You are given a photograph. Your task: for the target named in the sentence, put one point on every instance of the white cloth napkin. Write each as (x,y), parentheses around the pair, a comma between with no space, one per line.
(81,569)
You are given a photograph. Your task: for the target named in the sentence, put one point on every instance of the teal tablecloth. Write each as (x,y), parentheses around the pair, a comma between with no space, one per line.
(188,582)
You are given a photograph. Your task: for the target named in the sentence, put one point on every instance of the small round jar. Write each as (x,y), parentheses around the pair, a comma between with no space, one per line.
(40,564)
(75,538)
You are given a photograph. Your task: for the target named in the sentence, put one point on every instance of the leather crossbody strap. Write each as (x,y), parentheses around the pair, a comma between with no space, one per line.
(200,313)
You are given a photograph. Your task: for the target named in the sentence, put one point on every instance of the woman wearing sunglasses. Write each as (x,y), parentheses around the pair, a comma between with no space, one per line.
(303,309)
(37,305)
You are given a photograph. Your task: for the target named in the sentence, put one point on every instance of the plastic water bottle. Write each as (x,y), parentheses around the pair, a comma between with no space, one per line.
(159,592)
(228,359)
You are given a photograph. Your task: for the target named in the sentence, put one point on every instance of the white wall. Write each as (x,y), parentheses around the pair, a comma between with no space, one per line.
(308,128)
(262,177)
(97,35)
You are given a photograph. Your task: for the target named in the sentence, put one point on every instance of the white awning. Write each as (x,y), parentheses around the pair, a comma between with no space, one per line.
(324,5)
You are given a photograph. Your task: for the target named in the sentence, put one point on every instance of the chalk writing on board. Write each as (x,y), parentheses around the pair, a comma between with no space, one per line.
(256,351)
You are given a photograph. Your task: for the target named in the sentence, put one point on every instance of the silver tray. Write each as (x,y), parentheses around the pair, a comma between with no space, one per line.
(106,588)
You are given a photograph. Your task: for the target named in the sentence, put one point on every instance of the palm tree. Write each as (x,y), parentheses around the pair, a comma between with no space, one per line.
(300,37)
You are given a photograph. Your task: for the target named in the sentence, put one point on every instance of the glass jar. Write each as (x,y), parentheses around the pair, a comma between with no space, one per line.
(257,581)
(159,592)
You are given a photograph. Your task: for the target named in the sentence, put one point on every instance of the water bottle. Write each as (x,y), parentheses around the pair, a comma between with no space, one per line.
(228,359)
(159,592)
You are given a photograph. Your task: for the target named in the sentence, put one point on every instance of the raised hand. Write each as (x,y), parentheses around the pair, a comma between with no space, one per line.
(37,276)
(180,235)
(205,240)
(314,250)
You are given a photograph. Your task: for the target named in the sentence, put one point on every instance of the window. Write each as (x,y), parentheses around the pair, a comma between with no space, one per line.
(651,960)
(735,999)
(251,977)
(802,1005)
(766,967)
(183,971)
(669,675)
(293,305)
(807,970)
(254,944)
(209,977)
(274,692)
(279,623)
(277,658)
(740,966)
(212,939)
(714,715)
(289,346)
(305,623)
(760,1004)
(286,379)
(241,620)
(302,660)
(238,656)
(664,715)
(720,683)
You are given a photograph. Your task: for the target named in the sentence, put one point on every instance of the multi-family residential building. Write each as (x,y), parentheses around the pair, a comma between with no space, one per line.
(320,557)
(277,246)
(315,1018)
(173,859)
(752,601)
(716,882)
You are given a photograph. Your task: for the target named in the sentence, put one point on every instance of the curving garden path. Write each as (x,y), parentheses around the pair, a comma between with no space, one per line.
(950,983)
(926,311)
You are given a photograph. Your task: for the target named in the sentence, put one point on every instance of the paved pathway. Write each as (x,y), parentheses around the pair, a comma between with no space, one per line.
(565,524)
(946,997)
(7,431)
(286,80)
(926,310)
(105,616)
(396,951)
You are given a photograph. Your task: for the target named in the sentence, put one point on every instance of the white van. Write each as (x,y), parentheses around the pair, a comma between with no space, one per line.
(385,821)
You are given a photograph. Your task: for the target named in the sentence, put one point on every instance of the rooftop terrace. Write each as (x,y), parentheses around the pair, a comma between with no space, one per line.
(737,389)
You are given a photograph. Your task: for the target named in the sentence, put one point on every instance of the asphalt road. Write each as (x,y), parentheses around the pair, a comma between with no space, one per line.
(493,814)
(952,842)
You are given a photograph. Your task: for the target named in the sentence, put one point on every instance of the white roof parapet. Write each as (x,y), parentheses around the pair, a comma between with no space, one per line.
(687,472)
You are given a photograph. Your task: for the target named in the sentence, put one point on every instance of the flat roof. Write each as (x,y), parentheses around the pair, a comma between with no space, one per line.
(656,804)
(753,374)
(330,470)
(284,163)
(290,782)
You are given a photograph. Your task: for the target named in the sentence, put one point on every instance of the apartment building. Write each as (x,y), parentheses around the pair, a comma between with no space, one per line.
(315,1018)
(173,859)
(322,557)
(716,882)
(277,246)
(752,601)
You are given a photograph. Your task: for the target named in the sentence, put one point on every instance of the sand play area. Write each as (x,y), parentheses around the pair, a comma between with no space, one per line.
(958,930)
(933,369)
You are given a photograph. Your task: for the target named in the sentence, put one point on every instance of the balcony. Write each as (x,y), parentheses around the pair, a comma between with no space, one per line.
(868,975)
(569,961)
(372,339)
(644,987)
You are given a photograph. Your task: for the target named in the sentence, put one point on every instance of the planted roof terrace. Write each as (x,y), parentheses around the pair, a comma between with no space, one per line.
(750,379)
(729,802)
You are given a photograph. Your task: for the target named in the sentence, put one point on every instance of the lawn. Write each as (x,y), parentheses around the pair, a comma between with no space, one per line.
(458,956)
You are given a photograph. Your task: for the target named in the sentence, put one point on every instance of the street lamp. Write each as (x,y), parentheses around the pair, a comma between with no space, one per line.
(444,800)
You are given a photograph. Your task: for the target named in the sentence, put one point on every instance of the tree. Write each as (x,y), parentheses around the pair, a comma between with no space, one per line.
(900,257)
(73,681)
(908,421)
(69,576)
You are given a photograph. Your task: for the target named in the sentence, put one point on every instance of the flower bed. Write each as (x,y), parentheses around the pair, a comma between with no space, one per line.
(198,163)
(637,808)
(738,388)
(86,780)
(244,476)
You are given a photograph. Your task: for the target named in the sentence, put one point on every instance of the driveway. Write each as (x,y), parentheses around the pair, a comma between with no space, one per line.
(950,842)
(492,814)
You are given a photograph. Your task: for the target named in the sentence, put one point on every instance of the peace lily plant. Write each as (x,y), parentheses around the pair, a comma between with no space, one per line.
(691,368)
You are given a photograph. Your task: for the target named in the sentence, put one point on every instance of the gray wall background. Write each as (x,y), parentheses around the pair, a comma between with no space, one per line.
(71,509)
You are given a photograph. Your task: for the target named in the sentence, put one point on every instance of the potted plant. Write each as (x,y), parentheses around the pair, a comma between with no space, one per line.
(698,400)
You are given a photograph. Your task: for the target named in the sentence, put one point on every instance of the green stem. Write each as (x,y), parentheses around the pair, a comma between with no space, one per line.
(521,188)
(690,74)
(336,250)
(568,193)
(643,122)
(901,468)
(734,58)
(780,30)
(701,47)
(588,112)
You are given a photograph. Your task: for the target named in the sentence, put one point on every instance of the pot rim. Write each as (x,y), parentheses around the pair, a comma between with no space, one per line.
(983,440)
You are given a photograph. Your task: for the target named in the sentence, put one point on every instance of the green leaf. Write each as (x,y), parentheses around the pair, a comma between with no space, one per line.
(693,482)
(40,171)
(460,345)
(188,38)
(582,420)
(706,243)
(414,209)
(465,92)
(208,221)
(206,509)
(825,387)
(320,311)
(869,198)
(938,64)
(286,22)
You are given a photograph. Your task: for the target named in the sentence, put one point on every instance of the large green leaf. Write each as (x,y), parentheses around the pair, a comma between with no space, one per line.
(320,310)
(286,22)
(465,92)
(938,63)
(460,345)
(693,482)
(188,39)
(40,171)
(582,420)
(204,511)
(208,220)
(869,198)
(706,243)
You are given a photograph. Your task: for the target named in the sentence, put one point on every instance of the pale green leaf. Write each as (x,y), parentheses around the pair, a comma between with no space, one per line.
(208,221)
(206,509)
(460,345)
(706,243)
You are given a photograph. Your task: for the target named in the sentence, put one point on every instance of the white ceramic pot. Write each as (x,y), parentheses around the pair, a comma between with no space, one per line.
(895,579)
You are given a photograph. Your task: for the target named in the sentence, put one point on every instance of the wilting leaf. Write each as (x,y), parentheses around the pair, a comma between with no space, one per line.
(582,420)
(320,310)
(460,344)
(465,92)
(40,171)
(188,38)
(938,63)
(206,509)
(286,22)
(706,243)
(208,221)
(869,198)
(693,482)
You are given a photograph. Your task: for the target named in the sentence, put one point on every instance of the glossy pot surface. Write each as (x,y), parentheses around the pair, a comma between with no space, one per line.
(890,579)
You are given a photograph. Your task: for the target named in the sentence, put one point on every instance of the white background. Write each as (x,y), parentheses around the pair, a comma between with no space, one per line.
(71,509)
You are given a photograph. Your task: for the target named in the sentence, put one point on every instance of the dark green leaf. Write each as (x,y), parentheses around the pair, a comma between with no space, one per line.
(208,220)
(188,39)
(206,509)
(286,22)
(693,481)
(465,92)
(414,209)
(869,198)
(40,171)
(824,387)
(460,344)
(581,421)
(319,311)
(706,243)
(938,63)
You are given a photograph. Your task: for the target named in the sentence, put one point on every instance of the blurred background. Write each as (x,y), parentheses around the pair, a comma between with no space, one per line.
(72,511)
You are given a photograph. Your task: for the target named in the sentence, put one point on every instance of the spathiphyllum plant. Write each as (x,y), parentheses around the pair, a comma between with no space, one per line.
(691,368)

• • • • • • •

* [EXERCISE]:
Put the records between the line holding "of the spathiphyllum" and the end of the records, inclusive, into a two-column CSV with columns named input and output, one row per record. Quote every field and replace any line breaks inside a field with spaces.

* [WRITTEN SOLUTION]:
input,output
"You are given a photograph. Your task: for the target named in the sentence, put one point on every instance of the spathiphyllum plant. Write each as (x,y), parentheses around the pair, a comma between with no space, one per line.","(691,368)"